CONSIGNE 1: Renvoyez chaque ligne des enregistrements où figure le mot "striped".

EXTRAIT DU TEXTE:
☆ ☆ ☆ ☆ ☆ ☆ ☆

MADAR/Nouakchott le 01-12-2024
Un rapport de Sputnik a révélé que le Maroc fait partie des pays qui ont exprimé leur intérêt pour l’acquisition du système de défense aérienne russe S-400, aux côtés de l’Égypte, du Qatar et de l’Irak.
L’agence russe a noté qu’un certain nombre de pays ont déjà acquis le système de missiles, y compris la Turquie, la Chine et l’Inde, en plus de l’Algérie, qui a rejoint la liste des opérateurs de ce système russe en 2021, dans le cadre d’un accord de plusieurs milliards de dollars.
Le site web marocain Hespress a cité des experts militaires du Royaume selon lesquels Rabat cherche à diversifier les sources d’armement et à maintenir des relations équilibrées avec les grandes puissances dans le monde, tout en poursuivant la stratégie visant à assurer la sécurité nationale et à établir la supériorité militaire du Maroc dans la région du Maghreb, où l’Algérie cherche à s’armer de manière intensive et sans précédent.
Le système de défense aérienne russe S-400 est entré en service dans l’armée russe en 2007 et est moins coûteux que de nombreux autres systèmes, tels que les systèmes américains Patriot et THAAD. Il est capable de frapper des cibles à une distance pouvant atteindre 400 kilomètres, y compris des missiles balistiques, des avions de chasse et des drones.
Le système est également doté d’un radar avancé qui couvre un rayon d’environ 600 kilomètres, ainsi que de la capacité d’être équipé de missiles multi-missions, ce qui en fait une option appropriée pour le Royaume du Maroc, selon les experts qui ont parlé à Hespress.
Nouvelles données sur la course aux armements entre les deux pays
Selon un rapport publié par l’Institut international de recherche sur la paix de Stockholm (SIPRI) à la mi-mars, le Maroc et l’Algérie figurent en tête de liste des plus grands pays africains acquéreurs d’armes, bien que leurs acquisitions au cours de la période 2019-2023 aient considérablement diminué, l’Algérie se classant au 21e rang avec 1,1 % du total des importations d’armes dans le monde, tandis que le Maroc se classe au 29e rang avec 0,8 %.

☆ ☆ ☆ ☆ ☆ ☆ ☆

EXTRAITS DE DONNÉES:
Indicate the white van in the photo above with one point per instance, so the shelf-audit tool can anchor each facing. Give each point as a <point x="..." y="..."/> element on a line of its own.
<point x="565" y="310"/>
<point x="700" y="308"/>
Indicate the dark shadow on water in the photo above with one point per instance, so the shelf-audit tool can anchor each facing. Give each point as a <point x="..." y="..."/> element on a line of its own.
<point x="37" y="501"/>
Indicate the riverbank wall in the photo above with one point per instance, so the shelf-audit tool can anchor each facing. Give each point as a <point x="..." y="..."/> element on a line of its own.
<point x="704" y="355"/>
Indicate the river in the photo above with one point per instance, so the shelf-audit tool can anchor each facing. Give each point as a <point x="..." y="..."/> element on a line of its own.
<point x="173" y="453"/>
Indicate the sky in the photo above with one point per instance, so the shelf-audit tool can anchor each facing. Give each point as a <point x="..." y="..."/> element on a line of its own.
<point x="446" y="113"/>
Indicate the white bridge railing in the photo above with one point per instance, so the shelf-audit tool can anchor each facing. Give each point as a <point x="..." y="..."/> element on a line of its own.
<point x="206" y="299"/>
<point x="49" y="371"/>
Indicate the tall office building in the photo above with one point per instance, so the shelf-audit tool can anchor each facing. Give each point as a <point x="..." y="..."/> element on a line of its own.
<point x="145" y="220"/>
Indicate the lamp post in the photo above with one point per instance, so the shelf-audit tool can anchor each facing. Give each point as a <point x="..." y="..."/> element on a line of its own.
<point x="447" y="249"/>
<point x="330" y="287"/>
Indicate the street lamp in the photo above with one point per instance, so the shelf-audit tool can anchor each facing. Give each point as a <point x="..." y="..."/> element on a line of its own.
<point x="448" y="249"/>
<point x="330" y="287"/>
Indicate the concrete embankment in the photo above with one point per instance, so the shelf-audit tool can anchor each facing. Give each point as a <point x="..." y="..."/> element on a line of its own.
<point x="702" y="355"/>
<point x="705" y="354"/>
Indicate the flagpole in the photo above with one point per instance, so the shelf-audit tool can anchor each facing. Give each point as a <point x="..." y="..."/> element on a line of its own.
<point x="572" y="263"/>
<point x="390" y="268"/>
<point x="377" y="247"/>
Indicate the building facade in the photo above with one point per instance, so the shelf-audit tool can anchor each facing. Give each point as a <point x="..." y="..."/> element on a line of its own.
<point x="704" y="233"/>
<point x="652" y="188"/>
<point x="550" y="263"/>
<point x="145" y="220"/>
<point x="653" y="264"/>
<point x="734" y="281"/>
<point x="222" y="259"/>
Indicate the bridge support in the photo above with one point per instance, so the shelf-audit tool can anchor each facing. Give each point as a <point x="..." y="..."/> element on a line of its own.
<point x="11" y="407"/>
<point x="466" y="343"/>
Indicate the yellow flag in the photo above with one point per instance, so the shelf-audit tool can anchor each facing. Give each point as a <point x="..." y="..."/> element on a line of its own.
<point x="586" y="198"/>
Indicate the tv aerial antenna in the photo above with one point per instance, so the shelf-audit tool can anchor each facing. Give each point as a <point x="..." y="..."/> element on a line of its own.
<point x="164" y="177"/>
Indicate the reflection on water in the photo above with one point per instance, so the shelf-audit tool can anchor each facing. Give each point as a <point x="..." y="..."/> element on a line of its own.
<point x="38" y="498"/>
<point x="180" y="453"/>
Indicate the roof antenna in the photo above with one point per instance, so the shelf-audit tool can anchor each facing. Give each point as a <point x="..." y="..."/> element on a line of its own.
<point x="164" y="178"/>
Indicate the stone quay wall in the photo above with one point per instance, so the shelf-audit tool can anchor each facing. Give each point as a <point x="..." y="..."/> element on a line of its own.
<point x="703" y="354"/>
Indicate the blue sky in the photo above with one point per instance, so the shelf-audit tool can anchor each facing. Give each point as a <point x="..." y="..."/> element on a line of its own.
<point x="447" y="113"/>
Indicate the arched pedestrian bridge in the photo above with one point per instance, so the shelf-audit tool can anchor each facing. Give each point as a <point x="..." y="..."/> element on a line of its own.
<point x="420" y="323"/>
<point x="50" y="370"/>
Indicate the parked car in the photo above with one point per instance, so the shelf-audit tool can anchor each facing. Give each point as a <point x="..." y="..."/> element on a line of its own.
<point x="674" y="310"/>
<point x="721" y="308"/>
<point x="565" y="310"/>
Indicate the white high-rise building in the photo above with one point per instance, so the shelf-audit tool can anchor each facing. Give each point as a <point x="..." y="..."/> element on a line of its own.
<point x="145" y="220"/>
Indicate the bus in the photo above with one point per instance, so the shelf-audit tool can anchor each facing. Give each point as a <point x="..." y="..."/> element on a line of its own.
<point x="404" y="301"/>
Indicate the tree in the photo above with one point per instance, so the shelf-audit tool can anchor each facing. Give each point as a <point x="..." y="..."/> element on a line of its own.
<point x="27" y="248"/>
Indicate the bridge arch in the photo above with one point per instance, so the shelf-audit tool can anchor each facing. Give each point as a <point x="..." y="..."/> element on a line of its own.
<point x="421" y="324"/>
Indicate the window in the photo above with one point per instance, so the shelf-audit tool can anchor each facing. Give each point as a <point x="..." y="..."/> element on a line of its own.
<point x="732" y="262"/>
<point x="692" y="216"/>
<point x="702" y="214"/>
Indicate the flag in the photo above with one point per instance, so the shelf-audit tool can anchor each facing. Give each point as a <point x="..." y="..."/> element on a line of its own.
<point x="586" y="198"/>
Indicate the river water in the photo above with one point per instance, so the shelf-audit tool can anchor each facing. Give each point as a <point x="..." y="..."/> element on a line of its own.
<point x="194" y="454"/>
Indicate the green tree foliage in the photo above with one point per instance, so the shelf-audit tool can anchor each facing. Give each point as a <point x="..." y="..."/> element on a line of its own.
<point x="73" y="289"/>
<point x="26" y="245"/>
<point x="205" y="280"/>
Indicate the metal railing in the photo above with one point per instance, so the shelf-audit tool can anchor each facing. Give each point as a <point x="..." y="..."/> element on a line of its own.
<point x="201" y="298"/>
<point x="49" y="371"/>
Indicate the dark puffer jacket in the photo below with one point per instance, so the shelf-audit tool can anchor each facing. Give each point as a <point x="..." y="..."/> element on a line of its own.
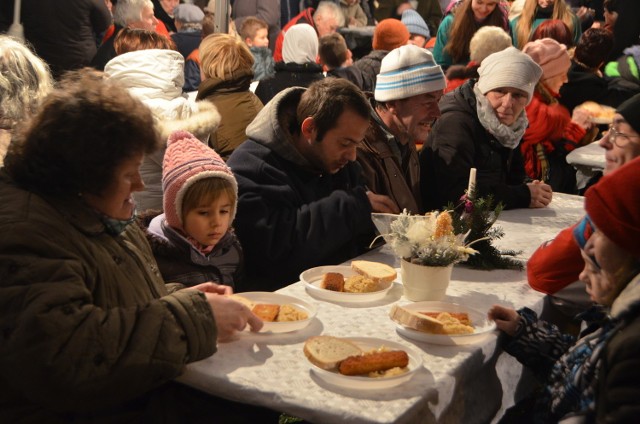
<point x="87" y="322"/>
<point x="459" y="142"/>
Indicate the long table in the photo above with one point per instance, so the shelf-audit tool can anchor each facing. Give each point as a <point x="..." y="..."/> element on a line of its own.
<point x="469" y="384"/>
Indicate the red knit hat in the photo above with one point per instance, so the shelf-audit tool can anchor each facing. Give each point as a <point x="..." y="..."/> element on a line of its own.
<point x="613" y="204"/>
<point x="550" y="55"/>
<point x="186" y="161"/>
<point x="390" y="34"/>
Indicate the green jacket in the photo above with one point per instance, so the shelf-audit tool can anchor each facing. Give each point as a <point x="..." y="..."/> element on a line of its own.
<point x="86" y="320"/>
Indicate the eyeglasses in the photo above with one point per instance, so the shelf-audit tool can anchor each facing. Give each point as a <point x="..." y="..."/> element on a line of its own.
<point x="619" y="139"/>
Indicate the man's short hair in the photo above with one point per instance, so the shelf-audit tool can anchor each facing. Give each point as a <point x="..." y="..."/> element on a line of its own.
<point x="594" y="47"/>
<point x="327" y="99"/>
<point x="332" y="50"/>
<point x="250" y="27"/>
<point x="129" y="11"/>
<point x="328" y="9"/>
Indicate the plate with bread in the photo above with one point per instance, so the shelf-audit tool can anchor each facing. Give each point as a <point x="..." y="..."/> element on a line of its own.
<point x="362" y="281"/>
<point x="280" y="313"/>
<point x="441" y="323"/>
<point x="598" y="114"/>
<point x="363" y="363"/>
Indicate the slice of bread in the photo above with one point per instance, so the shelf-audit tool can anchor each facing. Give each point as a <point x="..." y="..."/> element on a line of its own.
<point x="246" y="302"/>
<point x="416" y="320"/>
<point x="378" y="272"/>
<point x="327" y="352"/>
<point x="333" y="281"/>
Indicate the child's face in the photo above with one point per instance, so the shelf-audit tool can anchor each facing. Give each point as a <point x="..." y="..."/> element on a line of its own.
<point x="208" y="223"/>
<point x="260" y="40"/>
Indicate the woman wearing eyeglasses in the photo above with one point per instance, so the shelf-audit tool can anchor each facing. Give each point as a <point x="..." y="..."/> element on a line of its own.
<point x="593" y="379"/>
<point x="556" y="264"/>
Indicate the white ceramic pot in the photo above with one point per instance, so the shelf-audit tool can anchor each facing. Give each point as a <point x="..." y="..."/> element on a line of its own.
<point x="425" y="282"/>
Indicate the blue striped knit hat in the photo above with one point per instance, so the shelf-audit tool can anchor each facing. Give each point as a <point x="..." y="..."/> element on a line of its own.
<point x="406" y="72"/>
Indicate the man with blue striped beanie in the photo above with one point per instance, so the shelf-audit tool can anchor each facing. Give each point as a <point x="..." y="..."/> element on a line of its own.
<point x="408" y="89"/>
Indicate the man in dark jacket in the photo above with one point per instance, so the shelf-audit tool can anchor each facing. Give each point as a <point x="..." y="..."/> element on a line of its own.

☆ ☆ ☆ ☆ ☆ ☆ ☆

CONSIGNE 2: Recopiez, s'il vous plaît, le passage de l'article sur le S-400 allant de "L’agence russe a" jusqu'à "milliards de dollars.", en changeant "la Turquie" en "le Vietnam".

RÉSULTAT DE L'EXERCICE 1:
Indicate the blue striped knit hat in the photo above with one point per instance, so the shelf-audit tool can anchor each facing. Give each point as a <point x="..." y="..."/> element on a line of its own.
Indicate the man with blue striped beanie in the photo above with one point per instance, so the shelf-audit tool can anchor each facing. Give each point as a <point x="..." y="..."/> element on a line of its own.

RÉSULTAT DE L'EXERCICE 2:
L’agence russe a noté qu’un certain nombre de pays ont déjà acquis le système de missiles, y compris le Vietnam, la Chine et l’Inde, en plus de l’Algérie, qui a rejoint la liste des opérateurs de ce système russe en 2021, dans le cadre d’un accord de plusieurs milliards de dollars.